### Available data

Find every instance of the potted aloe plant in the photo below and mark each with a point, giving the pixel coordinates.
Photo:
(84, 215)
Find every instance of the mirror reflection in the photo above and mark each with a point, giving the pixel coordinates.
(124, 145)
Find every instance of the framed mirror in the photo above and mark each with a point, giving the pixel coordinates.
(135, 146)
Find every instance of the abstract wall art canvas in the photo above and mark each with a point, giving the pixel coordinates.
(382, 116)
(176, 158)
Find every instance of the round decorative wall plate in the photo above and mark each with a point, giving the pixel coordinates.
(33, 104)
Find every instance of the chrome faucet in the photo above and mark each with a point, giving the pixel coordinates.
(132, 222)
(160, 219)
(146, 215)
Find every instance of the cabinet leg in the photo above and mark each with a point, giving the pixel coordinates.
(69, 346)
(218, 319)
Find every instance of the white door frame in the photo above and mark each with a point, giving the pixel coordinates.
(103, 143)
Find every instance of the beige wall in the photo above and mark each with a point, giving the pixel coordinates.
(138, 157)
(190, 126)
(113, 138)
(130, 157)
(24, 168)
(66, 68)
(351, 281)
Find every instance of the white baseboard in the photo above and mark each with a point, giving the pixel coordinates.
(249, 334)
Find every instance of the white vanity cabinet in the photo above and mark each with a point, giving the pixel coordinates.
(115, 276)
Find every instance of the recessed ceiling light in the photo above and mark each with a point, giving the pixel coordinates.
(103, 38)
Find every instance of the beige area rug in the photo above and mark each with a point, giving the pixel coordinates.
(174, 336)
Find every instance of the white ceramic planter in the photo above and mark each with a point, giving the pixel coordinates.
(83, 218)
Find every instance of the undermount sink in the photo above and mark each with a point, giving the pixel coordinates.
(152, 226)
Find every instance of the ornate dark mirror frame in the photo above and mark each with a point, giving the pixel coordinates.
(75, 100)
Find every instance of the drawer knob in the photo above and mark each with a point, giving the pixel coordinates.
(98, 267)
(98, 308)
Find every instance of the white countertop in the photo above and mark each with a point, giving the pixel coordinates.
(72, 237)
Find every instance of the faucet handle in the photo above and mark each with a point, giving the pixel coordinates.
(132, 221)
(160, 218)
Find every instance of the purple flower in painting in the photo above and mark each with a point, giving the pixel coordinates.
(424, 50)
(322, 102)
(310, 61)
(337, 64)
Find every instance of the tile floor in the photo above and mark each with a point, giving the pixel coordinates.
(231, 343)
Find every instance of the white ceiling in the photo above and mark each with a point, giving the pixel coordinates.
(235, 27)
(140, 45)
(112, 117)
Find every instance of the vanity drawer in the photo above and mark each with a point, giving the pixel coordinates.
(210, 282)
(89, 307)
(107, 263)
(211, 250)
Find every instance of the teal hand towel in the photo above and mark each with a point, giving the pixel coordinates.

######

* **Instructions for the task**
Output the lines from the one with "Find every instance of the tile" to the final line of the entries above, exactly as they stand, please, and nothing else.

* **Task answer**
Find every instance of the tile floor in the photo above and mark each with a point, giving the pixel coordinates.
(231, 343)
Find every instance of the white ceiling in the photo above and mark each with a point, giving the pixel coordinates.
(235, 27)
(140, 45)
(112, 117)
Find every instance of the vanity drawer in the photo above and mark each with a point, giving the pixel coordinates.
(210, 282)
(89, 307)
(107, 263)
(211, 250)
Find every instance of the teal hand towel in the photo above and mark each with a point, giving the pixel coordinates.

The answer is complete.